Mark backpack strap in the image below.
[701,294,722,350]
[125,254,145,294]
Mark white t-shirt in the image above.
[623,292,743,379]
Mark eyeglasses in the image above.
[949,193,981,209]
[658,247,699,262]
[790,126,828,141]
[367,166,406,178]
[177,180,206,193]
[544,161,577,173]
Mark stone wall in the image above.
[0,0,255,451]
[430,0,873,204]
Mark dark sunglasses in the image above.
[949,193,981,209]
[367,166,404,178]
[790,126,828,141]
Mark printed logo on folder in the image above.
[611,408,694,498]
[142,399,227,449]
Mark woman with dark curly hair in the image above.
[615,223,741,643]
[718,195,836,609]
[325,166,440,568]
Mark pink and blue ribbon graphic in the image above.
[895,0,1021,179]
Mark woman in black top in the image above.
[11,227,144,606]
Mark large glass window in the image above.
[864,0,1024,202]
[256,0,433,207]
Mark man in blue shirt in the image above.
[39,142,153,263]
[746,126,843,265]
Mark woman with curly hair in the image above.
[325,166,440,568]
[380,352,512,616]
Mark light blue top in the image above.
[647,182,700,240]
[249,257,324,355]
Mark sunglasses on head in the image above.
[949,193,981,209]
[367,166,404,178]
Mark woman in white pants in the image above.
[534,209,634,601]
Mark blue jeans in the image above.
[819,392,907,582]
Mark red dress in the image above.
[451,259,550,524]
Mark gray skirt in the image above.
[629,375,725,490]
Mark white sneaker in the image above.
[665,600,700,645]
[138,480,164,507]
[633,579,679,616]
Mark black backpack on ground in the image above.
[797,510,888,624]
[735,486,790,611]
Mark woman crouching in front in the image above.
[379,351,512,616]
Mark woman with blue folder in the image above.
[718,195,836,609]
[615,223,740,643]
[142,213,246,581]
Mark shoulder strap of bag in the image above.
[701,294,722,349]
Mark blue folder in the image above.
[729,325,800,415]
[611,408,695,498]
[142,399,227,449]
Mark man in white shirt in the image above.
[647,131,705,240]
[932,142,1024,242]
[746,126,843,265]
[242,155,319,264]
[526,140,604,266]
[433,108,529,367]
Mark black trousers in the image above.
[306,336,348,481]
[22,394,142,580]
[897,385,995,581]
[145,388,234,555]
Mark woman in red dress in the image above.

What to do
Copy out the rows beginning at the line that has "Mark eyeglasses in the image above." and stopping after the line that has "[819,392,907,582]", keeping every request line unchanged. Shift each box coordinate in the answers by adding 40 to it.

Solution to this task
Mark eyeglasses in the image above.
[989,233,1021,249]
[698,287,739,302]
[830,166,868,181]
[407,206,446,218]
[217,220,246,233]
[584,201,617,213]
Mark stone wall in the image above.
[40,40,295,491]
[470,40,913,244]
Mark dark sunglasses in the image above.
[989,233,1021,249]
[407,206,444,218]
[830,166,868,181]
Mark printed logo on folder in the image above.
[651,448,734,538]
[182,439,267,489]
Mark woman with dark curly hair in the image above.
[655,263,781,683]
[758,235,876,649]
[365,206,480,608]
Mark pink and blue ribbon graphic in the image above.
[935,40,1061,219]
Mark woman in black top in the image above.
[51,267,184,646]
Mark large glass window in the image above.
[904,40,1064,242]
[296,40,473,247]
Mark man in blue shirt in the image above.
[79,182,193,303]
[786,166,883,305]
Mark woman with curly hair in the image above.
[365,206,480,608]
[420,392,552,656]
Mark light blue top in the image above.
[687,222,740,280]
[289,297,364,395]
Mark sunglasses on head in the image above.
[989,233,1021,249]
[407,206,444,218]
Mark woman in white pants in the image above.
[574,249,674,641]
Mark blue jeans in the image above.
[859,432,947,622]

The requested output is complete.